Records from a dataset
BEGIN
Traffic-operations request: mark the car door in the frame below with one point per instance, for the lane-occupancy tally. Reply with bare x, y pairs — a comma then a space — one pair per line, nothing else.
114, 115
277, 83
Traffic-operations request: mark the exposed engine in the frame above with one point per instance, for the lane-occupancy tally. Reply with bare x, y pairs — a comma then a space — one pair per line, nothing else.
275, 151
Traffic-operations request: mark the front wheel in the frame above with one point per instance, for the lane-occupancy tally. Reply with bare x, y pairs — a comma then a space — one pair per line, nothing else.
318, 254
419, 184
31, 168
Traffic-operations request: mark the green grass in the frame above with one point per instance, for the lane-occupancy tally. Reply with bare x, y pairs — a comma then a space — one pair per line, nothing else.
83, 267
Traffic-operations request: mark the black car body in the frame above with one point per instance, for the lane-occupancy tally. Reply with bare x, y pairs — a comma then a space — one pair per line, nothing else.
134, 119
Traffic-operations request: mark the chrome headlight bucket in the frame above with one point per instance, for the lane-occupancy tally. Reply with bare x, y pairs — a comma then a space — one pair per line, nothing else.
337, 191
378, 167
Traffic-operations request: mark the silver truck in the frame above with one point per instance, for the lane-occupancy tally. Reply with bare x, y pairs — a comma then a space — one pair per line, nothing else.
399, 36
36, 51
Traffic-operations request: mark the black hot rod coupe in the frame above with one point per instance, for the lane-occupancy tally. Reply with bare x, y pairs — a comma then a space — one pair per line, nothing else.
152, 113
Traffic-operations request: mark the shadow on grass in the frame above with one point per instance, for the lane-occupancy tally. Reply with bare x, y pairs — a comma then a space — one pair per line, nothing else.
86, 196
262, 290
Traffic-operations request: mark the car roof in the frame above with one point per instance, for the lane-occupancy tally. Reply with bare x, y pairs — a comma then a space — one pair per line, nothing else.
END
What you will do | Word for word, return the lines from the one holding "Traffic-operations request: mark the green" through the end of the entries above.

Result for this task |
Traffic-operations request: mark the green grass in the frame above with one point per instance, for the lane-occupancy tally. Reply with bare x, y pairs — a comma then a space — one pair per line, nothing else.
83, 267
Traffic-operations request: mark the black car body in the frame above with one point per instance, for the lane-occupancy tally. Reply with bare x, y pairs — a comma then a space — one pair per line, nothing else.
134, 119
Traffic-operations request: mark the chrome headlight bucket in the frame above with one point per instance, for the lane-occupancy tally. Reply with bare x, y pairs — a comma then a space — one pair per line, nothing else.
337, 191
378, 167
Traffic-operations request: mark the silver truck in the frame above with one point per instance, for the lane-occupancy tally. Reply with bare x, y pairs — a comma then a space — one pair per line, nothing else.
399, 36
36, 51
Traffic-operations request: mark the black hot rod coupe in the frame above with one point per instance, for the lane-occupancy tally. Reply with bare x, y pairs — a comma then a space — one pair per line, nothing else.
152, 113
Traffic-operations request: mark the shadow on grass in the frame above with one point per instance, for the lane-occupancy tally. Reply with bare x, y pairs — a comma then a space — one pair per line, nothing else.
86, 196
262, 290
Traffic-operations request: mark the car roof in the frame above with one point per instance, for the lane-occupancy tally. Reply with bare x, y pairs — a comma then a space — one pair per line, nothing else.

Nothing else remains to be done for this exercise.